| INSTRUCTIONS FOR THE TASK |
Replace "rough mask" with "coarse mask" in the stretch from the start of the data through the line containing "804L1454 797H1443L1442 792L1434", and write those lines out again with nothing else altered.

==================================================

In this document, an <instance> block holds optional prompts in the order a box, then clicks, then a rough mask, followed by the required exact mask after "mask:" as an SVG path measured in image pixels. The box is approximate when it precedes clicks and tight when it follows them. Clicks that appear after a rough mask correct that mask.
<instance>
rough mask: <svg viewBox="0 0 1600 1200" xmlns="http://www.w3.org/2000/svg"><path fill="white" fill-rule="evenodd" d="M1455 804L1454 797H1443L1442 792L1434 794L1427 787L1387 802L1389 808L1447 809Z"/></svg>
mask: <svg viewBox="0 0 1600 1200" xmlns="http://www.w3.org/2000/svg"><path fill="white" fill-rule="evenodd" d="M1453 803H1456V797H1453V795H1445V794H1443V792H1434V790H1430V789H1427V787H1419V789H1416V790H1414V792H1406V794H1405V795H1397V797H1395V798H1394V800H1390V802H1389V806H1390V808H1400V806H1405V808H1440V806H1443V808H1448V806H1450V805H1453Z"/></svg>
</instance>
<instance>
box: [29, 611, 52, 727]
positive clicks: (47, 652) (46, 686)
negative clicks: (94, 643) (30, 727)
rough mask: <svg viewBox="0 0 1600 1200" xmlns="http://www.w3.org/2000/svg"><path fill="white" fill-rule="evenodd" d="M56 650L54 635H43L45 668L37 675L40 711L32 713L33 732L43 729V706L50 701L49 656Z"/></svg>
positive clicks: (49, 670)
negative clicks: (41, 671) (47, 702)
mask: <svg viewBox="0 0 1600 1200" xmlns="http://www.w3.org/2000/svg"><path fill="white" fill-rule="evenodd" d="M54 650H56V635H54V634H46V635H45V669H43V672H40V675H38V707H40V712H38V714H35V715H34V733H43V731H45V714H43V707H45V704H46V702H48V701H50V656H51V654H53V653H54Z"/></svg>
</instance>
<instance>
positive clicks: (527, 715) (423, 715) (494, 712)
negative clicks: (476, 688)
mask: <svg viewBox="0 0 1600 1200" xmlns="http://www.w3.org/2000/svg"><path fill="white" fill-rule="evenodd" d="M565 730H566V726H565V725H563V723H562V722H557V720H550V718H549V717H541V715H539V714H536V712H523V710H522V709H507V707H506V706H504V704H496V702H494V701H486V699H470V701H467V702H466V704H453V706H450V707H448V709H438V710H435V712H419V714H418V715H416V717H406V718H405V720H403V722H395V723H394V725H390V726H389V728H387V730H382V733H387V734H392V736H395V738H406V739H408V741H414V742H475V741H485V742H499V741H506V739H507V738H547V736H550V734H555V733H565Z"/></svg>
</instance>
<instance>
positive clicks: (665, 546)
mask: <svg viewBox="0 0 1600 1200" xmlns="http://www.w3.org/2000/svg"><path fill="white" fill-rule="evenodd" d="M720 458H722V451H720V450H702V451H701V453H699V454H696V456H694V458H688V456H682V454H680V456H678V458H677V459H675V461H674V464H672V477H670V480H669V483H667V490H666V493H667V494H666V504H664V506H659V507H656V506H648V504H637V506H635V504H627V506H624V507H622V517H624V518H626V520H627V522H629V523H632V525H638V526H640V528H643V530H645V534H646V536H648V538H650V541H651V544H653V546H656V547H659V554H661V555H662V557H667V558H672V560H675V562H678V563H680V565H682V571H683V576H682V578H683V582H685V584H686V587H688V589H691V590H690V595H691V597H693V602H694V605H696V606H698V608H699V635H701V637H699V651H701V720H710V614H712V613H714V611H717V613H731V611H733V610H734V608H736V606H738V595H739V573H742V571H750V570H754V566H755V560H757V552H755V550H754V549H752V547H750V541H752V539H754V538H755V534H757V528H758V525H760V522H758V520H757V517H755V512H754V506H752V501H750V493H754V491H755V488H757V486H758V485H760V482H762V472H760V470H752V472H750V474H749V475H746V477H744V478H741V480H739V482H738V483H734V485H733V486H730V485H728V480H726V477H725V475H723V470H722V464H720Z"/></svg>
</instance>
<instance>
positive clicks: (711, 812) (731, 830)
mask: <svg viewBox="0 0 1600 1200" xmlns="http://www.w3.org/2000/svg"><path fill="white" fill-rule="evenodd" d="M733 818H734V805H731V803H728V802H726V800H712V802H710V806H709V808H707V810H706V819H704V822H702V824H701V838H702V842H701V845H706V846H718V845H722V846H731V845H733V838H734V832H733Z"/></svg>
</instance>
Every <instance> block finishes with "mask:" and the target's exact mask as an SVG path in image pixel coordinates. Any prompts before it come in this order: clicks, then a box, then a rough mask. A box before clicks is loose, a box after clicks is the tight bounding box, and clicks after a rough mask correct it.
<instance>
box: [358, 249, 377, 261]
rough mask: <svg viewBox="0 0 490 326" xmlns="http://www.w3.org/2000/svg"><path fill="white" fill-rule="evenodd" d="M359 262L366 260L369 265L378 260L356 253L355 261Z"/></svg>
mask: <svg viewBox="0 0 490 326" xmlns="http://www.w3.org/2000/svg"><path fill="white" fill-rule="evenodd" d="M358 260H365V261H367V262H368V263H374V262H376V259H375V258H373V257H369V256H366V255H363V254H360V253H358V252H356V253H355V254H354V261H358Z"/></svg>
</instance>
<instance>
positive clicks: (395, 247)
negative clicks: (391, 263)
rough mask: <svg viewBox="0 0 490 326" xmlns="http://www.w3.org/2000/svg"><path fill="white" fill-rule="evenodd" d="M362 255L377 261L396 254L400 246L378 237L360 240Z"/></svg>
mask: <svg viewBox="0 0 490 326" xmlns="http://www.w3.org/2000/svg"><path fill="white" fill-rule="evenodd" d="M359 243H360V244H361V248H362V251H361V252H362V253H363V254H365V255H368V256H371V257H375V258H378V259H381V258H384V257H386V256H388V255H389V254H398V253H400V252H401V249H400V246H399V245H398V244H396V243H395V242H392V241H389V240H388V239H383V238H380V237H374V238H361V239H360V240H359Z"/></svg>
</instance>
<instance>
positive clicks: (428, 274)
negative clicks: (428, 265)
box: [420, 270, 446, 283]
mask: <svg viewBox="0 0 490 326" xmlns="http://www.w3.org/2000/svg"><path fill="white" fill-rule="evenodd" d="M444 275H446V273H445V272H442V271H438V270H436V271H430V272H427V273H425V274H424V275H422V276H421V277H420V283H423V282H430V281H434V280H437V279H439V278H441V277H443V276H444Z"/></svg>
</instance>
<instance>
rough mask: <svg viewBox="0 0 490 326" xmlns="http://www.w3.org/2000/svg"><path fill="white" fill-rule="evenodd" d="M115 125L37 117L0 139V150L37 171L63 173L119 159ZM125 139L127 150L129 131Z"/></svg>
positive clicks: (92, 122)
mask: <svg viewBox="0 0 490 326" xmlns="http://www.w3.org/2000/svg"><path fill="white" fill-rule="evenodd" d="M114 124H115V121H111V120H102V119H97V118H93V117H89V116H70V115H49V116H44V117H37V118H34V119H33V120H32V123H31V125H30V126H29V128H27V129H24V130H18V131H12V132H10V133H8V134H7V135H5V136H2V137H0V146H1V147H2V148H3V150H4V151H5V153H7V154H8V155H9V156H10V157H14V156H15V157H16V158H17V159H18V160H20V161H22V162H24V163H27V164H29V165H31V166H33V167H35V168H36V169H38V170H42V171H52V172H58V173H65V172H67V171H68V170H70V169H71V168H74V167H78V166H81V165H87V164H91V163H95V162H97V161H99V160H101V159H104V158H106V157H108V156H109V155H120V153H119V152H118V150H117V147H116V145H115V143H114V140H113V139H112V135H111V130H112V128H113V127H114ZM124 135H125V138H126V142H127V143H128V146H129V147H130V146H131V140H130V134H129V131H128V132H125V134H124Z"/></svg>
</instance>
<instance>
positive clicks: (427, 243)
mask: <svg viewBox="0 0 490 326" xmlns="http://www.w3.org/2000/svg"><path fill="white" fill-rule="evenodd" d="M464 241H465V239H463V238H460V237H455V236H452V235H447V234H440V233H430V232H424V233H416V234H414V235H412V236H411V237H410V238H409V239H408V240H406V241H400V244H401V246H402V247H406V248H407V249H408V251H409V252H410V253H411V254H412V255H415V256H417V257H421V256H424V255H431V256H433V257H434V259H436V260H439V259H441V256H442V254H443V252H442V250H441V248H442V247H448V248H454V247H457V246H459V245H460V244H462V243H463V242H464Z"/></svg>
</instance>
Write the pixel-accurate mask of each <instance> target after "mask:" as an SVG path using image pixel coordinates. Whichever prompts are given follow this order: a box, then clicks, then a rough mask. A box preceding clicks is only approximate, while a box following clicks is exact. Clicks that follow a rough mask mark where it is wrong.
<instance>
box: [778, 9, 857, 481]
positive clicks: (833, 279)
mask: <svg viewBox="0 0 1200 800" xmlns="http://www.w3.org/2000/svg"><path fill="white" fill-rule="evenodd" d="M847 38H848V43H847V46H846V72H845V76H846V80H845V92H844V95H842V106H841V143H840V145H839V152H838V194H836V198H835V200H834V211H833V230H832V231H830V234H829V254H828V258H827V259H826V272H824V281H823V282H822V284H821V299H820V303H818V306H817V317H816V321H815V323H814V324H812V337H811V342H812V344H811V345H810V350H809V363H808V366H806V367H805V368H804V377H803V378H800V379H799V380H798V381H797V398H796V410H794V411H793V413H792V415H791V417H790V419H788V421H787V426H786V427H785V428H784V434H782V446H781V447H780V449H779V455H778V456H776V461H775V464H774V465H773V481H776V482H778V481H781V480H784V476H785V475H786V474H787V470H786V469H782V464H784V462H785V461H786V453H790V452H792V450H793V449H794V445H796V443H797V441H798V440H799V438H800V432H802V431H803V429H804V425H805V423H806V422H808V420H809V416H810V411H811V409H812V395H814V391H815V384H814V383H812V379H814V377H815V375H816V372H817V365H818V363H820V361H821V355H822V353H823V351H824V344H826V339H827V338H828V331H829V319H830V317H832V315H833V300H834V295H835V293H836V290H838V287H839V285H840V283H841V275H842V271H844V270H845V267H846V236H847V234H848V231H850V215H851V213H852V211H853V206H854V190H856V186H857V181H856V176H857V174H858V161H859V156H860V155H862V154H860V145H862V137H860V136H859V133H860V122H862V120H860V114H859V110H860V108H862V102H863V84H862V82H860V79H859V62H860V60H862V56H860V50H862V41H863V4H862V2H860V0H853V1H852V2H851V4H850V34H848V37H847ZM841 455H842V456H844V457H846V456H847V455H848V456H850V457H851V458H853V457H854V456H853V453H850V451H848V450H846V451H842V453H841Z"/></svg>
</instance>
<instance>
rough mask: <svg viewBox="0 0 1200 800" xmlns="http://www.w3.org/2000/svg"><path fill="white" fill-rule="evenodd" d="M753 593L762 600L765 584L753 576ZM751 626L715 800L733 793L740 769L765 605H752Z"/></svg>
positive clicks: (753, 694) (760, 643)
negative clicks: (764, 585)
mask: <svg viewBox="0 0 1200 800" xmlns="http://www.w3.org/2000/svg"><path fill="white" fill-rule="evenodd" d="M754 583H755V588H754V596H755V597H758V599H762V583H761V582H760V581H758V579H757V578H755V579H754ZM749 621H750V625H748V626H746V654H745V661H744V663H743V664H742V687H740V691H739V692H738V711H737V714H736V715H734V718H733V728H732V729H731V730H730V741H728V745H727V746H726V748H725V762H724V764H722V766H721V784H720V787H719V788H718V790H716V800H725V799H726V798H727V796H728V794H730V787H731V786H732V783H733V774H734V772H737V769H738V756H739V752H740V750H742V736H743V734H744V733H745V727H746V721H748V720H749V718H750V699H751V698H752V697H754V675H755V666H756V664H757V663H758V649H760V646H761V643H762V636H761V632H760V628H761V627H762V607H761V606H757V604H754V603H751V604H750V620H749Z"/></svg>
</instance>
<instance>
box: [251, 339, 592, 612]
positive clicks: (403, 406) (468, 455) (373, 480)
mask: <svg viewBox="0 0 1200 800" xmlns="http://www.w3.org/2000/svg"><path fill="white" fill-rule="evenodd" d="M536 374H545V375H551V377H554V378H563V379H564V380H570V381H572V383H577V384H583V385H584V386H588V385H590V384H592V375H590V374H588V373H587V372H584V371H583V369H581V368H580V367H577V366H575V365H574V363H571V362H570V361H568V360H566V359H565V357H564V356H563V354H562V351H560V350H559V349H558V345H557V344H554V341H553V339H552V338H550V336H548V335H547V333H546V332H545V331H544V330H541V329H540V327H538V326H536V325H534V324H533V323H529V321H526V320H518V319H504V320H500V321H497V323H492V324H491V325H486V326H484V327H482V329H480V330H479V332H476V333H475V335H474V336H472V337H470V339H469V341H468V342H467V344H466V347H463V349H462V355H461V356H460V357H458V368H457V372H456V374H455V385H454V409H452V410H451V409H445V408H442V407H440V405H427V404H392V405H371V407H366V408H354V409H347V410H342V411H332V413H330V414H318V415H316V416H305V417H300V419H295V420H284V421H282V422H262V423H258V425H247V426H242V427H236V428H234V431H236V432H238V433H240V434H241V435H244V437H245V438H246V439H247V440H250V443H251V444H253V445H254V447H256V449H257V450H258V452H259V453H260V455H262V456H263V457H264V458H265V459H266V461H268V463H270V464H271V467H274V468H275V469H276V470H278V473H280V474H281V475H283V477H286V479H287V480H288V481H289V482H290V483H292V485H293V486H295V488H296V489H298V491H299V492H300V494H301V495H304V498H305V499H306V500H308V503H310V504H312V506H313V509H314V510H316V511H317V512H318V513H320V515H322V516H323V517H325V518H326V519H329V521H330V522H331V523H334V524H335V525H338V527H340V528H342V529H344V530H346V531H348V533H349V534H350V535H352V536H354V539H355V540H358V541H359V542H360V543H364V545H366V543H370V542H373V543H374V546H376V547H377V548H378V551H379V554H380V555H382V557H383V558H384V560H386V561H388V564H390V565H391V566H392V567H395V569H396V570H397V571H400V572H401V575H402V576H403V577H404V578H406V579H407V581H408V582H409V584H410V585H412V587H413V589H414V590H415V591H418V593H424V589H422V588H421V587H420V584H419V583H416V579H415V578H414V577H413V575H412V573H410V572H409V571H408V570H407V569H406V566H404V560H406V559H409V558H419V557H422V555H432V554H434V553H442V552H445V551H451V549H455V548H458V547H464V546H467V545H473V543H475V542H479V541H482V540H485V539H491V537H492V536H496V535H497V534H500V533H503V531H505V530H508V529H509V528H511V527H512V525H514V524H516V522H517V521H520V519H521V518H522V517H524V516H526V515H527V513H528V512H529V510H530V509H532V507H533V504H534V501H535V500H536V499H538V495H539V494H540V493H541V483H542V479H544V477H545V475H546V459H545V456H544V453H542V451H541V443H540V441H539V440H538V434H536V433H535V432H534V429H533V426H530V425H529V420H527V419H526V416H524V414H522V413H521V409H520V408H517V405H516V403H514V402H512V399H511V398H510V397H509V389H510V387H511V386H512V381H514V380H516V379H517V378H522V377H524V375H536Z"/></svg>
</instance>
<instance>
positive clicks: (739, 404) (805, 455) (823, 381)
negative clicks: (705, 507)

==================================================

| ANSWER TO THIS PROBLEM |
In this document, an <instance> block holds optional prompts in the order a box, then clicks, then a coarse mask, followed by the required exact mask after "mask:" as an SVG path measured in image pixels. The box is approximate when it precedes clicks and tight when it follows them. Clicks that appear after a coarse mask correct that mask.
<instance>
coarse mask: <svg viewBox="0 0 1600 1200" xmlns="http://www.w3.org/2000/svg"><path fill="white" fill-rule="evenodd" d="M1455 804L1454 797H1443L1442 792L1434 794L1427 787L1387 802L1389 808L1447 809Z"/></svg>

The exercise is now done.